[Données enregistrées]
--------------------
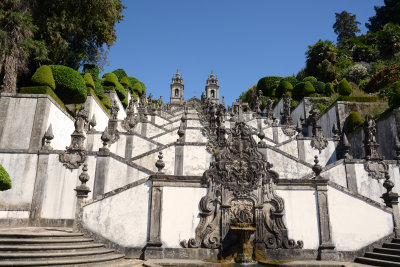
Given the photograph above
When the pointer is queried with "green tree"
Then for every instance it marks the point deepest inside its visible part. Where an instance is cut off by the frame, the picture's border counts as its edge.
(76, 32)
(17, 44)
(389, 13)
(318, 58)
(346, 25)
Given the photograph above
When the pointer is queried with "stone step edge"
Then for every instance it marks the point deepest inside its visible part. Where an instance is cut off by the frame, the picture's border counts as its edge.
(50, 247)
(54, 254)
(376, 255)
(30, 241)
(63, 262)
(377, 262)
(35, 235)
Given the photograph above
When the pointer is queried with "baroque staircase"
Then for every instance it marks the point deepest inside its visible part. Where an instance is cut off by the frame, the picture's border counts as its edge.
(388, 255)
(52, 246)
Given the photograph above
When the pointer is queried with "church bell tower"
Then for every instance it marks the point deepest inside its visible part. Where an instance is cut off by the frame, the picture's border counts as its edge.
(212, 88)
(177, 89)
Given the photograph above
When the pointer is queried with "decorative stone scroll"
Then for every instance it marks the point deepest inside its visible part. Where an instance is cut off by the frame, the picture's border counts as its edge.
(75, 154)
(318, 140)
(241, 191)
(286, 119)
(374, 165)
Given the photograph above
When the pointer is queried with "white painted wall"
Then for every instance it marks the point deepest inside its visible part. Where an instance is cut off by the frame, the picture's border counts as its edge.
(59, 197)
(18, 125)
(100, 115)
(301, 216)
(22, 171)
(286, 167)
(196, 160)
(62, 125)
(121, 218)
(149, 161)
(120, 174)
(368, 186)
(354, 222)
(327, 155)
(180, 214)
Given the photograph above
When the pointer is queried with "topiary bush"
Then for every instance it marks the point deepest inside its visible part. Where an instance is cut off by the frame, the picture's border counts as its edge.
(70, 86)
(344, 87)
(44, 76)
(110, 79)
(329, 90)
(394, 100)
(5, 181)
(354, 120)
(308, 89)
(106, 102)
(120, 73)
(283, 88)
(266, 84)
(88, 80)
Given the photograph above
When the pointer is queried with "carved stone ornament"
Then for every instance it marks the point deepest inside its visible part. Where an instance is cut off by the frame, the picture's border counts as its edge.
(131, 119)
(241, 190)
(318, 140)
(286, 119)
(75, 155)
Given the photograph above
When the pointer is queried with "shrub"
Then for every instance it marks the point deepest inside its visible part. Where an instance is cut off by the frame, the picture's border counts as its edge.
(344, 88)
(137, 88)
(5, 181)
(70, 86)
(110, 79)
(329, 89)
(265, 84)
(394, 100)
(354, 120)
(125, 83)
(357, 72)
(44, 76)
(88, 80)
(308, 89)
(106, 102)
(283, 87)
(120, 73)
(42, 90)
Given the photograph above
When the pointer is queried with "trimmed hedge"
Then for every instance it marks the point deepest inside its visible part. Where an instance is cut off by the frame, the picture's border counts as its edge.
(70, 86)
(120, 73)
(394, 100)
(354, 120)
(5, 181)
(373, 98)
(44, 76)
(89, 80)
(91, 91)
(110, 79)
(42, 90)
(344, 88)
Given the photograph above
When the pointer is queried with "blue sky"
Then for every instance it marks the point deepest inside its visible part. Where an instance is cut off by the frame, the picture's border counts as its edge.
(241, 41)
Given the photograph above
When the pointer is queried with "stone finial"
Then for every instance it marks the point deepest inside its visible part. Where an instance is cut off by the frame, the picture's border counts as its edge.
(261, 135)
(335, 131)
(160, 163)
(48, 136)
(397, 148)
(83, 190)
(317, 169)
(92, 123)
(299, 128)
(346, 147)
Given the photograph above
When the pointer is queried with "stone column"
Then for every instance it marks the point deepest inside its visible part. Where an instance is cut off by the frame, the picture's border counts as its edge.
(82, 192)
(154, 248)
(326, 247)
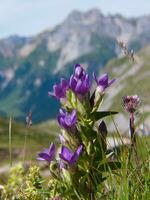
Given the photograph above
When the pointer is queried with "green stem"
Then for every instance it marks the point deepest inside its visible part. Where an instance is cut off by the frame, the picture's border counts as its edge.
(10, 143)
(25, 143)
--------------------
Repérez toutes les lignes ci-dessus qui contiennent le mot « stone », puis recopiez-les en entier. Les majuscules et les minuscules comptent.

### Résultat
When the pointer is queried with "stone step edge"
When the pointer is queried with "decorative stone scroll"
When the pointer is queried with "carved stone ornament"
When the pointer is queried with "stone finial"
When the pointer is queried with "stone column"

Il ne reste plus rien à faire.